Short exercise: Please find each line in the records below that contains the word "elderly" and copy it out in full. Case counts.

Given records:
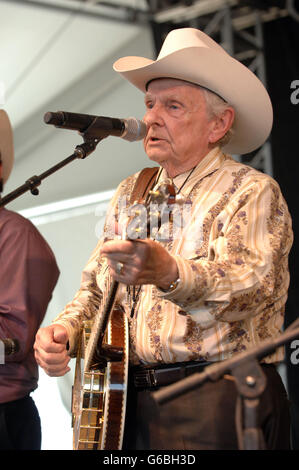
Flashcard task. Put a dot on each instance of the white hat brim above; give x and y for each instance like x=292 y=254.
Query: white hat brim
x=219 y=72
x=6 y=145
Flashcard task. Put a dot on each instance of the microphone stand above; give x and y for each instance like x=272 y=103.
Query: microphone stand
x=250 y=381
x=81 y=151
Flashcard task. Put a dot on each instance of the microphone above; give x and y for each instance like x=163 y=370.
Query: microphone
x=11 y=346
x=98 y=127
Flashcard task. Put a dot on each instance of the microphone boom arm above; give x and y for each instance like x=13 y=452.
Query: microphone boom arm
x=81 y=151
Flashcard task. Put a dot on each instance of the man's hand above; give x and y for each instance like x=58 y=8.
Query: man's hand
x=50 y=350
x=144 y=262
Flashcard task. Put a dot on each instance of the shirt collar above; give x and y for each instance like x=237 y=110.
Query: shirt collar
x=211 y=162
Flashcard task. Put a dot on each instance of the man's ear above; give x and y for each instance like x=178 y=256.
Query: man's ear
x=221 y=125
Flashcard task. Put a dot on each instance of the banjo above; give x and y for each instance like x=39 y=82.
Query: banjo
x=101 y=372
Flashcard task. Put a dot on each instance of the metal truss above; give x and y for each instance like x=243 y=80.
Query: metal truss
x=236 y=24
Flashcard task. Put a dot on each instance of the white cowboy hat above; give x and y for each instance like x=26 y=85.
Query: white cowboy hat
x=6 y=145
x=189 y=54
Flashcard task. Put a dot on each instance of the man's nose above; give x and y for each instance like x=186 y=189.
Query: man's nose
x=153 y=115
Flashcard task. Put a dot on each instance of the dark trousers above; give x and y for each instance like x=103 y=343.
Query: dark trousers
x=20 y=427
x=205 y=418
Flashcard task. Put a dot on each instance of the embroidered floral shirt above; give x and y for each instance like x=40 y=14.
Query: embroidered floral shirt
x=232 y=254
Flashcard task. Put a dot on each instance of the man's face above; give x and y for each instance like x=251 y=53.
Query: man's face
x=178 y=125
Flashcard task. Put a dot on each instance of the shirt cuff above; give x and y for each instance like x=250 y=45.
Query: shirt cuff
x=72 y=336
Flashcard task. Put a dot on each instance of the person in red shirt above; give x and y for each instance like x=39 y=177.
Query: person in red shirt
x=28 y=275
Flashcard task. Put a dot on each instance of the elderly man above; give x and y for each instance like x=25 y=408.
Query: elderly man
x=219 y=287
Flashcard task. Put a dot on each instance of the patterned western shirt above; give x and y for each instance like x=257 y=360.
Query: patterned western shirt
x=232 y=255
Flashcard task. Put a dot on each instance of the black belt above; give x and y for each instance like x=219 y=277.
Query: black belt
x=157 y=376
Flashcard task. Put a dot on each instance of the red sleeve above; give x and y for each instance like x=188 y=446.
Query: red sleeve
x=28 y=275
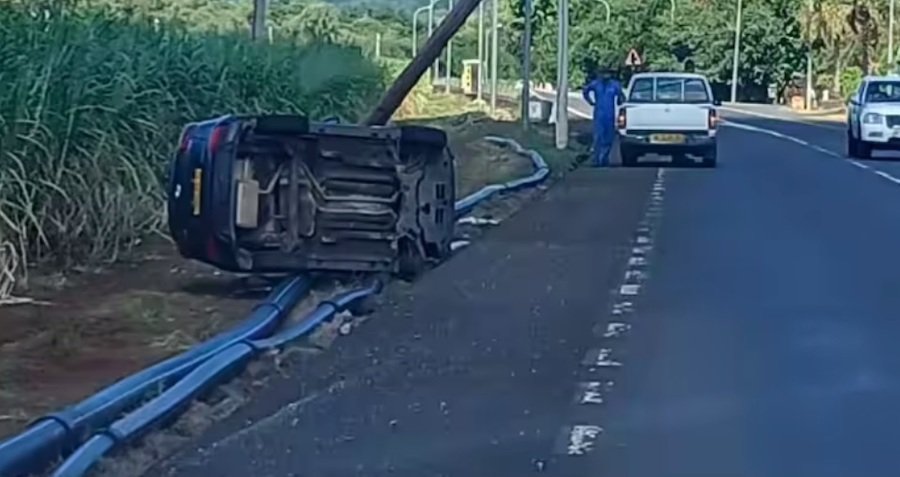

The answer:
Flashcard task. Put a dot on each instance of the elderly man above; give x and y for each instance like x=25 y=408.
Query: elderly man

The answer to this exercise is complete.